§ **Exercise objective**
How many lines of the listing below contain the string "firefighter"? Reply with the number alone.

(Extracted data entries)
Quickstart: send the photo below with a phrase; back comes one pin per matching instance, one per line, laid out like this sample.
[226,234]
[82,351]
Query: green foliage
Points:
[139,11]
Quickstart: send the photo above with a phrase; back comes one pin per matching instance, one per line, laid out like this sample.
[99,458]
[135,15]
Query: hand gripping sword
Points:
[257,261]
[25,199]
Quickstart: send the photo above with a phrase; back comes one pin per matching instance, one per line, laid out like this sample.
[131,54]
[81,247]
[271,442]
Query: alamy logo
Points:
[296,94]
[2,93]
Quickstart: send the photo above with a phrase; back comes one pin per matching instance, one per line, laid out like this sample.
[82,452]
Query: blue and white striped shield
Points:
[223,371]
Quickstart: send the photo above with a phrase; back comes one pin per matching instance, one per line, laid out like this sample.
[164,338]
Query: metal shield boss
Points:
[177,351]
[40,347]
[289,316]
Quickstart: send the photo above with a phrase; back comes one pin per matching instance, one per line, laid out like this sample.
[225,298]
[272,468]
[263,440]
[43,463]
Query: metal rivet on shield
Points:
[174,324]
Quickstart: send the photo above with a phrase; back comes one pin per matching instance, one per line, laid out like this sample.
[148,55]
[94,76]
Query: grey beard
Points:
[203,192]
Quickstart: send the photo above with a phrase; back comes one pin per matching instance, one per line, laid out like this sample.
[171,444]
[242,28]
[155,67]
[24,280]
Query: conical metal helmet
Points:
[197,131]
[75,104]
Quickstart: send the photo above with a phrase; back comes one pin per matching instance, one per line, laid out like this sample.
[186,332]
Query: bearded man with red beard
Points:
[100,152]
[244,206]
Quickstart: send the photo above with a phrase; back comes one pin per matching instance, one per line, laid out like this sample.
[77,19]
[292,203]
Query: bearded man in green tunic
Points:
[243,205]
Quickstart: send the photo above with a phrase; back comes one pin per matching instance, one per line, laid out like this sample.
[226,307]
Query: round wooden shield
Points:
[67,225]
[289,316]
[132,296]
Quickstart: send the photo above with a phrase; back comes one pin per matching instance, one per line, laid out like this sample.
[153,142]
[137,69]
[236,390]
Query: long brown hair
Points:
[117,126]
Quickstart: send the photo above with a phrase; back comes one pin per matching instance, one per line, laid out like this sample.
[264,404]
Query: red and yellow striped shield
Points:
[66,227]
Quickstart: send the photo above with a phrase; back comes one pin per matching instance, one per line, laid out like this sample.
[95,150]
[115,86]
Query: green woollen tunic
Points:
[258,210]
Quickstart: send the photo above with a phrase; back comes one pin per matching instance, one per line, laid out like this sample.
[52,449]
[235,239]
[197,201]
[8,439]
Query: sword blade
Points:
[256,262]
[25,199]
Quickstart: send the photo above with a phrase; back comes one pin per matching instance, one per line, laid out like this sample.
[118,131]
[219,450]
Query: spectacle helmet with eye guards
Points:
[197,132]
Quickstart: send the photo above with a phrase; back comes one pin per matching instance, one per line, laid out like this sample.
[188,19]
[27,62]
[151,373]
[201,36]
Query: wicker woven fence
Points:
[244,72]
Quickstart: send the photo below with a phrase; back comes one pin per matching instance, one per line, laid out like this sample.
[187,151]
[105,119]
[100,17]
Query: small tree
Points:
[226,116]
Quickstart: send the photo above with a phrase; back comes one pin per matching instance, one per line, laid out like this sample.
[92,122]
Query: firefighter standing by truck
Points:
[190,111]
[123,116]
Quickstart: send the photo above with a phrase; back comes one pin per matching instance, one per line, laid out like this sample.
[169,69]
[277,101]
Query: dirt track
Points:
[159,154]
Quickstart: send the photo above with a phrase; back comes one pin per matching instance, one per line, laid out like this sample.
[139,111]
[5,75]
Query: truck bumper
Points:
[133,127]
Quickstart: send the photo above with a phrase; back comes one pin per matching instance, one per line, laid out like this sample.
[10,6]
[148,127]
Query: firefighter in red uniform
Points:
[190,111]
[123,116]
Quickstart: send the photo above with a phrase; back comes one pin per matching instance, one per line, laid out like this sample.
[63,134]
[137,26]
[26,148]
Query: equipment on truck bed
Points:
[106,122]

§ **Expected answer**
2